## Task brief
Lay out as a numbered list the lines from the one containing "Mark one point on every instance of the blue" through the last line below, both included, omitting any blank lines.

[Location identification items]
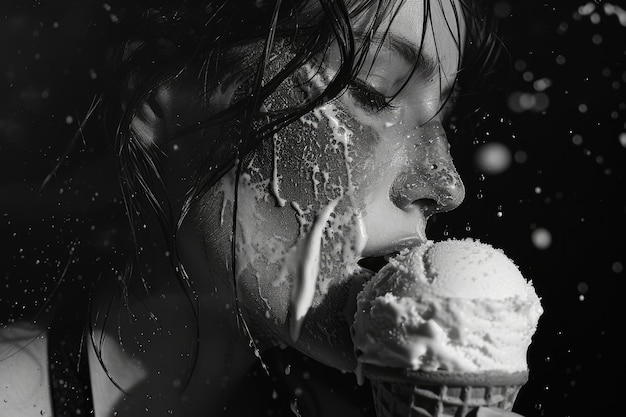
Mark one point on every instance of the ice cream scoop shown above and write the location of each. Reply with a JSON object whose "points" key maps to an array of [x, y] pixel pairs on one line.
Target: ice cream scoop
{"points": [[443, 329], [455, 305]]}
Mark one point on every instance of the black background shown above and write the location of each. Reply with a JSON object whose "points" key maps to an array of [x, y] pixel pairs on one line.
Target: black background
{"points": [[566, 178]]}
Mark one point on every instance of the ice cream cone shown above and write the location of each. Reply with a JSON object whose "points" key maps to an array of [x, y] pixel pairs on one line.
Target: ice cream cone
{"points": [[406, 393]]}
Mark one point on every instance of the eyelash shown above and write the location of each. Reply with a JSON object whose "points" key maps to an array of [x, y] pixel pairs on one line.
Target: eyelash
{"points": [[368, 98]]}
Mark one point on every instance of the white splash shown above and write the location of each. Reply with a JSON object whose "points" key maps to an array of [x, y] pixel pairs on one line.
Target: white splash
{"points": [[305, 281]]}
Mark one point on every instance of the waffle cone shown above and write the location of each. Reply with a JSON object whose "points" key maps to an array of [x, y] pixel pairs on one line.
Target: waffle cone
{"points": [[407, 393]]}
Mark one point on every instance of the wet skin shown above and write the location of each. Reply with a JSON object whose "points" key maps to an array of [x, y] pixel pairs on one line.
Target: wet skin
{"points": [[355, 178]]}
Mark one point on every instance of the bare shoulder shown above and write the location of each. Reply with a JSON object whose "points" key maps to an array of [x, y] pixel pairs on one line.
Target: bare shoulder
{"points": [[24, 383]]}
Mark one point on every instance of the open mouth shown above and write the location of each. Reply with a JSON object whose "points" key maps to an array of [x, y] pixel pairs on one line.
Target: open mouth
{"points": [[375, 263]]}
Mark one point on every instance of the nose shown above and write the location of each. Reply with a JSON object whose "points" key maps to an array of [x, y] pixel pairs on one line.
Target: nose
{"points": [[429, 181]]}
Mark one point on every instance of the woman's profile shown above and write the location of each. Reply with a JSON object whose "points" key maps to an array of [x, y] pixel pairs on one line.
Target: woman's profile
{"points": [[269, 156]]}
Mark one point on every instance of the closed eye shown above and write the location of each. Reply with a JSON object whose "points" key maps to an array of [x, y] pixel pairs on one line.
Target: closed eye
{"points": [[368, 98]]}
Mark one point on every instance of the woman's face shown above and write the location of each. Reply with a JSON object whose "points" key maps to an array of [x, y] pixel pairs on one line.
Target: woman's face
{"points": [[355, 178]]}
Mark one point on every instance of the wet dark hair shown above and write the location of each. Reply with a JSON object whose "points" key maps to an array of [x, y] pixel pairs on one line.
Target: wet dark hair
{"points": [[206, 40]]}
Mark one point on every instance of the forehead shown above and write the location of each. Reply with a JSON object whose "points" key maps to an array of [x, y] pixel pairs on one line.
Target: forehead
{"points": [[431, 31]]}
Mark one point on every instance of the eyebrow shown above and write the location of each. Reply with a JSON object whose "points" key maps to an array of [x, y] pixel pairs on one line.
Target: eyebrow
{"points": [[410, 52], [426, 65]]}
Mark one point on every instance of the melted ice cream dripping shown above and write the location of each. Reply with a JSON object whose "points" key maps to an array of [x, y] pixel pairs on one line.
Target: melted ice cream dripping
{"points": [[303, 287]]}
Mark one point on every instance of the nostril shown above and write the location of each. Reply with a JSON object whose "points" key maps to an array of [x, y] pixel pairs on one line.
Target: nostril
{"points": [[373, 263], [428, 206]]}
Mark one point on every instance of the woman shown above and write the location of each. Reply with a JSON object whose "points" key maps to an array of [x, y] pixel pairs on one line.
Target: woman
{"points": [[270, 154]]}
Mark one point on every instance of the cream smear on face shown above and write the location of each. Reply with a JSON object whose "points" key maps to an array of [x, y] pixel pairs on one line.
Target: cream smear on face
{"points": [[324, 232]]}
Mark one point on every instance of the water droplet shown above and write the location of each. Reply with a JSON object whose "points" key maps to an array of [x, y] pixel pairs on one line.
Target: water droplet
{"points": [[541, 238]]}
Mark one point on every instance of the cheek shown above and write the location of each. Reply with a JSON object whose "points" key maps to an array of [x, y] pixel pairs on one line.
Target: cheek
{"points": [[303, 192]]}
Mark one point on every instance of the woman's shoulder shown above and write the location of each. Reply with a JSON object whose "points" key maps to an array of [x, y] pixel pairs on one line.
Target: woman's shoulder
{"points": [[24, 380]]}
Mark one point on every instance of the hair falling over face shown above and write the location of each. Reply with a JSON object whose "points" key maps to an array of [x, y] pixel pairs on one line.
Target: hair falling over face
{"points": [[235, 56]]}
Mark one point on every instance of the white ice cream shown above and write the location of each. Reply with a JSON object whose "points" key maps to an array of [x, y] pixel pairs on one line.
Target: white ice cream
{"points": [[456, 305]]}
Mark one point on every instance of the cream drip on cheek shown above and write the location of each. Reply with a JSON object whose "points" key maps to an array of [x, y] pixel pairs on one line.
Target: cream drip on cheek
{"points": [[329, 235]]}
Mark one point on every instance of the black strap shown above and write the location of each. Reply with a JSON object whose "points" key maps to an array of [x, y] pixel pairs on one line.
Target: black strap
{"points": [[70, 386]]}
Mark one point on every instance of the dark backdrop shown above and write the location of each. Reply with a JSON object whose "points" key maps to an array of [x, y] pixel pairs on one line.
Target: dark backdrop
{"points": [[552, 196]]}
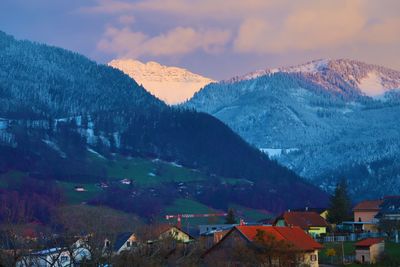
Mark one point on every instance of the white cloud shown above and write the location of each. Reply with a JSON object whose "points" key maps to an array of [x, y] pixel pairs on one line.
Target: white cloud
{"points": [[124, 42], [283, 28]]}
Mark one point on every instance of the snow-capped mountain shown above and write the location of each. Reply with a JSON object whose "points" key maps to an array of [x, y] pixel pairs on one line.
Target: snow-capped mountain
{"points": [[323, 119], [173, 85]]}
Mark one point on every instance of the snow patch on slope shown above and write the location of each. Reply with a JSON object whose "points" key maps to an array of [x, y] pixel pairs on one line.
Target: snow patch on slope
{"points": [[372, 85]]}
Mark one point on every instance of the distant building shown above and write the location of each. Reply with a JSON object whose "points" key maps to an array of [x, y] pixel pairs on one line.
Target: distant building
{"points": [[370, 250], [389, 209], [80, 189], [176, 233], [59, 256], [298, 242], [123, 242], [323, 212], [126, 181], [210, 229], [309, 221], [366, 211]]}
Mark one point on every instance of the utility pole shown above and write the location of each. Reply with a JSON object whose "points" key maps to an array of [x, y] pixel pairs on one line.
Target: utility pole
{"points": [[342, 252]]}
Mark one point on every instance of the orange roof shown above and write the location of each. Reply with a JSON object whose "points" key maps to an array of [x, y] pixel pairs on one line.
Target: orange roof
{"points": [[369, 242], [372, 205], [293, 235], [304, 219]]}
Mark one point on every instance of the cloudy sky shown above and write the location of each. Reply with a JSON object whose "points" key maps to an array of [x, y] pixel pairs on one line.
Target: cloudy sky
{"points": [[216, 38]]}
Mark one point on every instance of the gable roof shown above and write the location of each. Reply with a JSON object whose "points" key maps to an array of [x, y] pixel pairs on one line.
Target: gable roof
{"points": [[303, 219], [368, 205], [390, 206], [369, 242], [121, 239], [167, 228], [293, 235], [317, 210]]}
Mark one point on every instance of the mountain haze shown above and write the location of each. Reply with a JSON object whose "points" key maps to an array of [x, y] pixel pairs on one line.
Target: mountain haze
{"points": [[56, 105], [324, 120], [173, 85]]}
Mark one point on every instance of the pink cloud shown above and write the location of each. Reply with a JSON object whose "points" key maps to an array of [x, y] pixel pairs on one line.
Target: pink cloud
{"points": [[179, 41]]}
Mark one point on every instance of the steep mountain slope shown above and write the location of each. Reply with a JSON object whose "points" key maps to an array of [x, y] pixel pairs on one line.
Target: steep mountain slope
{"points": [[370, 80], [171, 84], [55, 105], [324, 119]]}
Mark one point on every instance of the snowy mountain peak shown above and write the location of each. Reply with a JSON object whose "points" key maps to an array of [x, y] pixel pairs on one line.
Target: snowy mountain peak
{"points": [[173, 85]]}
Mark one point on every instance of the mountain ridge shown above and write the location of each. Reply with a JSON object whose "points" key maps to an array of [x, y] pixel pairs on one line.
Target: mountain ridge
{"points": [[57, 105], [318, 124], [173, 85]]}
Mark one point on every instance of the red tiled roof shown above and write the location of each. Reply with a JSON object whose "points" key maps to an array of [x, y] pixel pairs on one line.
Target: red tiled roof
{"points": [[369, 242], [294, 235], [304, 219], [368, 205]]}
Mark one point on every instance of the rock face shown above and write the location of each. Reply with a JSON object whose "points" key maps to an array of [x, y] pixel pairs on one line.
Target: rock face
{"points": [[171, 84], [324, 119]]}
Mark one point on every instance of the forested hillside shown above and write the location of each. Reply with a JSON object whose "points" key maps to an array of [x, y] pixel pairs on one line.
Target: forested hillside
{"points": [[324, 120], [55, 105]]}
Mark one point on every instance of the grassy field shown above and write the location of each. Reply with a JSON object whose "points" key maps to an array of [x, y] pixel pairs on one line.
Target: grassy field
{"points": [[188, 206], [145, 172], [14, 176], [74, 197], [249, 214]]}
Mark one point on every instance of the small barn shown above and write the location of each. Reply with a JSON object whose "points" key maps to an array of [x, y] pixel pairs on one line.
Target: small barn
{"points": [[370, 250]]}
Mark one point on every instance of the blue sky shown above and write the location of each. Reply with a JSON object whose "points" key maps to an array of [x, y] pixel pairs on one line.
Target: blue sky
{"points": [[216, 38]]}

## Finished task
1. Mark one point on every instance of the blue sky shown above and write the location of each. Reply with a JSON object whose "points" key maps to an array of [x, y] pixel pairs on one line.
2. Target: blue sky
3. {"points": [[216, 38]]}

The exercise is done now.